After the revelation that people in my family have suffered from mental disorders, I couldn’t bear to spend any more time in that town. It terrifies my inner control freak that one day my mind won’t be strong enough to deal with reality.
The one thing I pride myself on is my mind. And the people, my ajjis, affected were highly intelligent women with a mental clarity that rivaled everyone else’s in the family. I never want my mind to crumble under the pressures of old age or the life continuing around me. It’s not a happy thought that the world will become sane, or be saner still, without me.
I’ve spent less time in Belur than any other place I call home. I hate going to Belur, not because it’s small and there’s nothing to do, but because I never manage to leave there unscathed. Witnessing deteriorating mental health, atrophying muscles, the drama of house deeds; everything manages to leave an uncomfortable pressure behind my ears.
I widen my jaws hoping the pressure would pop. It intensifies. My eyes thrum with the numb sounds leaving my ears and I’ve started pacing without noticing it. I’ve walked out of the house, my feet are bare. I’m petting the cow resting her head on the kallina katte.
I once decided to walk to the end of Belur, figuring I’d make my mind focus on the ache in the soles of my feet instead of the house of horrors. I kept looking around, wondering where all the vehicles were as they definitely weren’t on the road.
Even the bikes here looked modest; none of them had passenger seats flying in the air looking like they were suspended by opposing gravitational forces. I doubled back, doing the mooru pradakshne around the temple before continuing on agonisingly safe streets.
There was a signpost near the petrol pump, it asked me to take a right if I wanted to go to Halebidu. I chose not to and took a left. It took me twenty minutes to reach my destination, the end of the disturbing town.
It was an unfulfilling task. There was no lake or ravine I could shout my frustration at. But there was a Hoysala emblem on a triangular patch of grass, enclosed within a black iron fence with posh lights that glow amber instead of white. I remember thinking how it quite contrasted with the woman carrying a bale of hay on her head and a tiny baby on her waist.
I return every year and walk the twenty minutes, hoping there’s more to walk towards, that there’s some wide, open space where I can dramatically let go of the fears bothering me. I end up sitting on the patch of grass and watching bullock carts go by. My screams have died behind my clenched teeth.
My mind, for now, belongs to my feet.
***
However much I pride myself on memory, I should admit that my sense of direction is dismal. I can picture the roads perfectly in my head, but I’ve never been able to figure out where I am in this picture.
I was four years old when my van uncle decided to abandon me on a muddy street when the van broke down. I remember him telling me to walk back home. I was pouting: how dare he ask me to dirty my polished shoes.
Hitching my bag onto my shoulders, and with my water bottle hanging from my neck, I walked towards a familiar looking house and was immediately lost. I wandered around, scared by my shadow. Literally. My two ponytails looked like a devil’s horns and I quickly undid them.
I was chased by dogs and got called out to by old people needing my help. I sped up. I was the one who needed help. I hated the van uncle. I couldn’t walk anymore and my shoes were dirty.
One boy, my mamma’s tuition student, came across me sitting in the middle of the road, bawling. He picked me up, my discarded bag and bottle, and carried me home. Apparently, my house was in the parallel street.

============

● **DIRECTIVES**
A: Extract everything from "Even the bikes" down to "agonisingly safe streets." in the essay about Belur.
B: Answer these questions from the essay about Belur:
(i) At the signpost near the petrol pump, which way did the narrator turn?
(ii) What color do the lights around the Hoysala emblem glow?
(iii) How old was the narrator when the van broke down?

============

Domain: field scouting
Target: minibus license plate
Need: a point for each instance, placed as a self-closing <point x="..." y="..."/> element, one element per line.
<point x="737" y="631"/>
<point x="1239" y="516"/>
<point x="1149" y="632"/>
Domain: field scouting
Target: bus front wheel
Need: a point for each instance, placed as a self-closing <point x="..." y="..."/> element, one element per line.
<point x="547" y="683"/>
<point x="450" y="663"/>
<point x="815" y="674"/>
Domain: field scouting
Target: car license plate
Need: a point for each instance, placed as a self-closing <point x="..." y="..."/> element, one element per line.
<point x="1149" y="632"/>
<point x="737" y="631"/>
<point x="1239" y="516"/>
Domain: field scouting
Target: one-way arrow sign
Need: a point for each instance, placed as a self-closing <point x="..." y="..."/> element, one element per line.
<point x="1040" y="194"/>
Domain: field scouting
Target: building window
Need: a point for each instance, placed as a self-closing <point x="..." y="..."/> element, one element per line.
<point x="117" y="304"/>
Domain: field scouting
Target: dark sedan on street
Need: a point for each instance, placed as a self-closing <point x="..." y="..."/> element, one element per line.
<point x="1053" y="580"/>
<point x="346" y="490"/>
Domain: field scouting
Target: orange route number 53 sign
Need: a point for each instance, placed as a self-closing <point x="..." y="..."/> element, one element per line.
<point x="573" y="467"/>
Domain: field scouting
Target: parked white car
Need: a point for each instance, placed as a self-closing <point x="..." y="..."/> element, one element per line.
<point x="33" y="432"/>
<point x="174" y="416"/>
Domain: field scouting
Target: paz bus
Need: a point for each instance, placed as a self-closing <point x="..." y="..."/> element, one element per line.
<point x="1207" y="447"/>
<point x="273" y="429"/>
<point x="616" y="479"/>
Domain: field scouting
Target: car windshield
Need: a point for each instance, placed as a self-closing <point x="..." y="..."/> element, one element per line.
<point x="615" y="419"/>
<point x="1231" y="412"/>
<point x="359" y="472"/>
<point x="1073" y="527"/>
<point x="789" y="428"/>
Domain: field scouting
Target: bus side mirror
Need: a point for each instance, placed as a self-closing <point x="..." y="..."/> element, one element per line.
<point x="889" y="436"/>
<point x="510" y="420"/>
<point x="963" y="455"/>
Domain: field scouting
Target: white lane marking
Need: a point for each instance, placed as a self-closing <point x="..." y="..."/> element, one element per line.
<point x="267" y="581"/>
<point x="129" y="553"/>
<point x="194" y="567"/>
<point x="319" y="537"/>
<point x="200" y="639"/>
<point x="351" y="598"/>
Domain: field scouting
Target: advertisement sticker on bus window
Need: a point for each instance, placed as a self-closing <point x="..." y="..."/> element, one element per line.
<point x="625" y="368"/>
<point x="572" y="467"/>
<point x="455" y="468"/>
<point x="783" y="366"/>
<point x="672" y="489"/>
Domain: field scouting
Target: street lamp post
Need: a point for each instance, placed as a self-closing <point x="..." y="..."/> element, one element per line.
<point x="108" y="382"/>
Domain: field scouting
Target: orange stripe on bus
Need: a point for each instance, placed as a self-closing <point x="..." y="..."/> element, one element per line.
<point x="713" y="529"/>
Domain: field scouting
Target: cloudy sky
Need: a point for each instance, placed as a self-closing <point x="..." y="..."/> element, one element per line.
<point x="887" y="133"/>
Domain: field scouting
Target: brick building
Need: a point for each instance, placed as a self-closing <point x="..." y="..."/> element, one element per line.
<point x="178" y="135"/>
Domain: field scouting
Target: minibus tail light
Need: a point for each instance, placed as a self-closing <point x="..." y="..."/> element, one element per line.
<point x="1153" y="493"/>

============

● **ANSWERS TO THE EXERCISE**
A:
Even the bikes here looked modest; none of them had passenger seats flying in the air looking like they were suspended by opposing gravitational forces. I doubled back, doing the mooru pradakshne around the temple before continuing on agonisingly safe streets.

B:
(i) Left
(ii) Amber
(iii) Four years old